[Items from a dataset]

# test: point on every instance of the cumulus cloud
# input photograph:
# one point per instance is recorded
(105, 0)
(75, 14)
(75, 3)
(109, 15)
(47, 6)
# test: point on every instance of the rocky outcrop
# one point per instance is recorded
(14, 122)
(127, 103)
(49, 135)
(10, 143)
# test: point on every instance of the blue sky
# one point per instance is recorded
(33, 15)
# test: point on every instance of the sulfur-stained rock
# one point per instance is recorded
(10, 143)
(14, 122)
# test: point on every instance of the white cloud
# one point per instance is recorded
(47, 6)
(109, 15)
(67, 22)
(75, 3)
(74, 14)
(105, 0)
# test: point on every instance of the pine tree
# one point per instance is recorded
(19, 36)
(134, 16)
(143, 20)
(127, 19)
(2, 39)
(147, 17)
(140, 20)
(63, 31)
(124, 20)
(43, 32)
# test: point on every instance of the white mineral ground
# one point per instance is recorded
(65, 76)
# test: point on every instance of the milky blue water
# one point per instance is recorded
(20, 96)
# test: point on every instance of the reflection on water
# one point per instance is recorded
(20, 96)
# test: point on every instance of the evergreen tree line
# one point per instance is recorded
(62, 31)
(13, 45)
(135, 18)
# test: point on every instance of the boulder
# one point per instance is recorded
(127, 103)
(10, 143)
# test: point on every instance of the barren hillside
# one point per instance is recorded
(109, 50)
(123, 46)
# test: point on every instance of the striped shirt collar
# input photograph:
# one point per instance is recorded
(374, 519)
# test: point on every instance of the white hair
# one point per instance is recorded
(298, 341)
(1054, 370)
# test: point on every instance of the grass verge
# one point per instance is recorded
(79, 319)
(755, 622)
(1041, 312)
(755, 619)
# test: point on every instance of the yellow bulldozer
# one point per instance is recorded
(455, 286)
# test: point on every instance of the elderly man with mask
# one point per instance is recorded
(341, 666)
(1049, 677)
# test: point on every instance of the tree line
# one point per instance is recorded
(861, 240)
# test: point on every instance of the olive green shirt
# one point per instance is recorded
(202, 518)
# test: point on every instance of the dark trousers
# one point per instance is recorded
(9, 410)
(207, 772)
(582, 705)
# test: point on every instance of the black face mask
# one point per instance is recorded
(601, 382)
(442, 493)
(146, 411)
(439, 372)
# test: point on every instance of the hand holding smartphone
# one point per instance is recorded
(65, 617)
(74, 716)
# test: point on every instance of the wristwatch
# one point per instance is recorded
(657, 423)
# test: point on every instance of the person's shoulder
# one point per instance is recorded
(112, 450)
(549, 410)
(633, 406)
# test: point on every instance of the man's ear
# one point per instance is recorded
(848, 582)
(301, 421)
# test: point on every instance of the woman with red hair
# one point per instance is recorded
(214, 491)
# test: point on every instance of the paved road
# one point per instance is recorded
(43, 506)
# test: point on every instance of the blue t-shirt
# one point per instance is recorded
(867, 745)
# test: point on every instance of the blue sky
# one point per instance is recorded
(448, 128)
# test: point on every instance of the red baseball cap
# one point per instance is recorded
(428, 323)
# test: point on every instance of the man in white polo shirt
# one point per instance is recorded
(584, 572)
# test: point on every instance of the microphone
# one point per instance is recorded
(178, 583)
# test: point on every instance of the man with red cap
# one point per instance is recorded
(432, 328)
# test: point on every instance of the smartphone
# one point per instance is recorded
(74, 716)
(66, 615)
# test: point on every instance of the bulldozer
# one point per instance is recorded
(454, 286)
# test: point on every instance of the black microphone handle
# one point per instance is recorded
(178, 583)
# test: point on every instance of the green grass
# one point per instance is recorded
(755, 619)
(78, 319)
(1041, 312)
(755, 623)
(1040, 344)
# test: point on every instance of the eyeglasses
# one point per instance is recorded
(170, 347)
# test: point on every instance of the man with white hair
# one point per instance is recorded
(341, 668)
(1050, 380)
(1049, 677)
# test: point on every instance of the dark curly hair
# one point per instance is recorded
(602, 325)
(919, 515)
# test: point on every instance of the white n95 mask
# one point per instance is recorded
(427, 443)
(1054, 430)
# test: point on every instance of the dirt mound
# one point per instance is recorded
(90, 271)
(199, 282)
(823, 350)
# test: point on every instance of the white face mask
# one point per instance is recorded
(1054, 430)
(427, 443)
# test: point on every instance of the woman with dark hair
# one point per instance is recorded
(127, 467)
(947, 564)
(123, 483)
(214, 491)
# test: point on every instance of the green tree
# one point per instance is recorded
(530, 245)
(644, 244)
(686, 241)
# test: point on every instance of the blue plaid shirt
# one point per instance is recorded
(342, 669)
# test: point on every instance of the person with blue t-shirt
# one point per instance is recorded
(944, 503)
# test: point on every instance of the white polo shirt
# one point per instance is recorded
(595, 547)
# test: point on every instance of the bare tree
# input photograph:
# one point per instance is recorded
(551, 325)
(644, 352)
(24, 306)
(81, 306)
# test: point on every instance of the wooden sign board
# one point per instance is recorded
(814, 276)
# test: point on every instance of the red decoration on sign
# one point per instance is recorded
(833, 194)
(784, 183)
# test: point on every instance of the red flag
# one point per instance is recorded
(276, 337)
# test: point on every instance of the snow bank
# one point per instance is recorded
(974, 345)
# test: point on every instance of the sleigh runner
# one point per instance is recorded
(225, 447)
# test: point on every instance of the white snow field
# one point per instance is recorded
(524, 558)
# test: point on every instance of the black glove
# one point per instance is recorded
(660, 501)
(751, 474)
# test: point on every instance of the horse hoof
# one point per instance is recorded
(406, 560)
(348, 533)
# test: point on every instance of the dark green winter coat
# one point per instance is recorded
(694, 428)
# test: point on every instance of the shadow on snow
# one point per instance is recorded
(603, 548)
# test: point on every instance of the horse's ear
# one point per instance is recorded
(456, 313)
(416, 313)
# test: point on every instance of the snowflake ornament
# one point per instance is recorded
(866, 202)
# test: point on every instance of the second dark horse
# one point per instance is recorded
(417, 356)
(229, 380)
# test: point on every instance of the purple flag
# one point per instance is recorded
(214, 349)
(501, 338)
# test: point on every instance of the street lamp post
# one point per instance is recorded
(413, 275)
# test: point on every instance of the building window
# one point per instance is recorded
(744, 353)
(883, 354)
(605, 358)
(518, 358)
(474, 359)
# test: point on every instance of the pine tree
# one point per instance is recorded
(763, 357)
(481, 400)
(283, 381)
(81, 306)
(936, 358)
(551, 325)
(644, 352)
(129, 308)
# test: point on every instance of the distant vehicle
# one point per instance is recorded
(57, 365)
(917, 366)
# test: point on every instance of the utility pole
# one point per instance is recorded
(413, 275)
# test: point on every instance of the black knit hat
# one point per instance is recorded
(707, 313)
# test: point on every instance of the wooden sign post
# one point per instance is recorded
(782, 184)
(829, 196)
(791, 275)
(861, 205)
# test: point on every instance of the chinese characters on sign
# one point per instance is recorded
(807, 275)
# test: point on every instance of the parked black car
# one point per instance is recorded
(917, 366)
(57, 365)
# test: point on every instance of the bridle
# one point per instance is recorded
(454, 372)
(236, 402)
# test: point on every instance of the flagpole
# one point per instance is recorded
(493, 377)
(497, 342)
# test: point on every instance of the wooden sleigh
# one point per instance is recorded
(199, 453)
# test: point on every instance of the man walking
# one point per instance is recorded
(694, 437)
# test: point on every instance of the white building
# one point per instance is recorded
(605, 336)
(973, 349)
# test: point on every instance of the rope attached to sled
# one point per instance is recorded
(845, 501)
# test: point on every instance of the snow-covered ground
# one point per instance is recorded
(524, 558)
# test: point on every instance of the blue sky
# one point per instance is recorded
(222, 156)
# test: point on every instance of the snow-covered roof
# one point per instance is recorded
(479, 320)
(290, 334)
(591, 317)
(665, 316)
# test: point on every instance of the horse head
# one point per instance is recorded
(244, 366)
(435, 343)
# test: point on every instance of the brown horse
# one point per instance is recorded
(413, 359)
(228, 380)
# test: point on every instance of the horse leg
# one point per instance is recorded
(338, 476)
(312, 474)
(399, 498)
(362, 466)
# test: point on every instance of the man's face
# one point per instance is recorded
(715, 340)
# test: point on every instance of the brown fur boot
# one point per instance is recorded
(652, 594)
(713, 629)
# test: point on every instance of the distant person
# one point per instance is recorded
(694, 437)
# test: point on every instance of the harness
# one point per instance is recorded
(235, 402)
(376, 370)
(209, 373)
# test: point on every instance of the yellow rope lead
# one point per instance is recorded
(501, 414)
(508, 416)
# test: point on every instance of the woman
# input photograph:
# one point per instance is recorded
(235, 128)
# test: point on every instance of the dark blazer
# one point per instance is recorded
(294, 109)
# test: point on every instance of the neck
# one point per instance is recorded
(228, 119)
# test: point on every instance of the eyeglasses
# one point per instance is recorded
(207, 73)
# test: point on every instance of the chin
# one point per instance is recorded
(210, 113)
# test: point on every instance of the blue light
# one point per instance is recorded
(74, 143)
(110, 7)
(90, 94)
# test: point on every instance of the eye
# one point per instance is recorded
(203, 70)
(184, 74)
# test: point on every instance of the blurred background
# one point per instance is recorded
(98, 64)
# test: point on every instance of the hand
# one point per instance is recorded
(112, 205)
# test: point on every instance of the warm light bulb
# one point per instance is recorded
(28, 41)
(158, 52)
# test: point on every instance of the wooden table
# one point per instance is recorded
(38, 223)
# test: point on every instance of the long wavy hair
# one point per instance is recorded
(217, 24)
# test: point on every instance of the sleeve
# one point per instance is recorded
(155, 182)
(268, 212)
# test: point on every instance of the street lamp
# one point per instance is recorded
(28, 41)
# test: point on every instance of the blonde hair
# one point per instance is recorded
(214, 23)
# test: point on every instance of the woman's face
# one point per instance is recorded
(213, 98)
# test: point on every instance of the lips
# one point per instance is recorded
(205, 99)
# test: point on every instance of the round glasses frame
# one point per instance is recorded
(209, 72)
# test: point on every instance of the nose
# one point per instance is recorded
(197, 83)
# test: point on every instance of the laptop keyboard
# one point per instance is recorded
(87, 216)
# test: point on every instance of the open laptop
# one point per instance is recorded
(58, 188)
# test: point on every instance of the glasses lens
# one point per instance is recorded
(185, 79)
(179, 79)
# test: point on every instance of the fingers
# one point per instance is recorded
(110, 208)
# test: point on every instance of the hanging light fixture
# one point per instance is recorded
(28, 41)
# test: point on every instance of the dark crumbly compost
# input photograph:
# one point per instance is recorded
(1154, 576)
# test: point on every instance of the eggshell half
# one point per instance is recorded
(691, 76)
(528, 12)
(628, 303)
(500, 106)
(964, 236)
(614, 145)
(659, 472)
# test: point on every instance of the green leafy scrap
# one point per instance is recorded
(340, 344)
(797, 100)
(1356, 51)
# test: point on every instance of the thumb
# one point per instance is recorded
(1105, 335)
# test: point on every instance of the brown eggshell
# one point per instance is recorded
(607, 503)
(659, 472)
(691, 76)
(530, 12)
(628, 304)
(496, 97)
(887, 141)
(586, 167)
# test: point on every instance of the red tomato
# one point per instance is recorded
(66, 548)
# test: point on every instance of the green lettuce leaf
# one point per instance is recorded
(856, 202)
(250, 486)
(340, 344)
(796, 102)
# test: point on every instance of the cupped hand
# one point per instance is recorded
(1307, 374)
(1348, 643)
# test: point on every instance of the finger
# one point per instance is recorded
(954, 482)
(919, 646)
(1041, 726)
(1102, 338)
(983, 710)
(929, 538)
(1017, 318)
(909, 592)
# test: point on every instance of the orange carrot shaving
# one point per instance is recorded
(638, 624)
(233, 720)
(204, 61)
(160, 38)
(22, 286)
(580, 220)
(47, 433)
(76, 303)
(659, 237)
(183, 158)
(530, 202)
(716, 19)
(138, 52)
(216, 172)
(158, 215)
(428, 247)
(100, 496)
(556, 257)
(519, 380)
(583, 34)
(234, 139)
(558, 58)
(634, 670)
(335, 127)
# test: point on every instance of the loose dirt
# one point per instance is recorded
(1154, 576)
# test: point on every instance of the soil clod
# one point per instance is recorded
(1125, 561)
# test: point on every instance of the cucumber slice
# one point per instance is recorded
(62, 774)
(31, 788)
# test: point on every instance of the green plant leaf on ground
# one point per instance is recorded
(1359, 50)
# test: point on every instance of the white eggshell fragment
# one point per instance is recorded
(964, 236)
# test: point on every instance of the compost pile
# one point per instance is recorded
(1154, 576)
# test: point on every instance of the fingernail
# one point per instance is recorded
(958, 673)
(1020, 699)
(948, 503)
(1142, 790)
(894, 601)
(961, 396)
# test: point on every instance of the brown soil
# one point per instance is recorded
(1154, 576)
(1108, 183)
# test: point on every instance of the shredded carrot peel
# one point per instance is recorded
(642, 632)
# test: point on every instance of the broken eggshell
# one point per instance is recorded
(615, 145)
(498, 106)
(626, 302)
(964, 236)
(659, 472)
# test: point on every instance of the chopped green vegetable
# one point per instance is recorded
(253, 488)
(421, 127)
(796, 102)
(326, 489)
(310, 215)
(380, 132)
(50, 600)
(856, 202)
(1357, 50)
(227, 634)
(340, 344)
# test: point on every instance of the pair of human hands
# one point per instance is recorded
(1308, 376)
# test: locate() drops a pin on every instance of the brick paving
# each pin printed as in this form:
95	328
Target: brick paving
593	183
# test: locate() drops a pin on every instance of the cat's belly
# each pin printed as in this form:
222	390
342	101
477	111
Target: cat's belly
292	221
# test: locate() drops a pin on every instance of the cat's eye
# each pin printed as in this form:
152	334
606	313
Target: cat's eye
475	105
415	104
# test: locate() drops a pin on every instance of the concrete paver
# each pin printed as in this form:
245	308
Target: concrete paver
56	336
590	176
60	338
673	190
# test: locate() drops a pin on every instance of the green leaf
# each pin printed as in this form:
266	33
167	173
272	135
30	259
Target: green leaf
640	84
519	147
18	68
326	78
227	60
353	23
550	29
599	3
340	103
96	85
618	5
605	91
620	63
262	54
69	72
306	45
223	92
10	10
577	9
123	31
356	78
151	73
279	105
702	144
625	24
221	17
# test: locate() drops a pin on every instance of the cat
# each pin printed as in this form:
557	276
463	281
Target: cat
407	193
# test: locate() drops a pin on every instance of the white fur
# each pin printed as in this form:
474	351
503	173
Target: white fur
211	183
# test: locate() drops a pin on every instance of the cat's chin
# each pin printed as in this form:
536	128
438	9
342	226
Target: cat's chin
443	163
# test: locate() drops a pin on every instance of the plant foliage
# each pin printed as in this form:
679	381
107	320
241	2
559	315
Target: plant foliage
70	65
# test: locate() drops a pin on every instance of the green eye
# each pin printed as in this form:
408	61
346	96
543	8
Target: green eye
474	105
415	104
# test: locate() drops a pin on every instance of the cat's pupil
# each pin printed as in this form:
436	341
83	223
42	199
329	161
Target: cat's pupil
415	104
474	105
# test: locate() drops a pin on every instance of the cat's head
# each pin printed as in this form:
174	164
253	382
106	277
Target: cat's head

[Your assignment]
For each line above that includes "dirt", copy the line.

[Answer to the exercise]
# test: point on every instance of the dirt mound
# test: point on every instance of the loose dirt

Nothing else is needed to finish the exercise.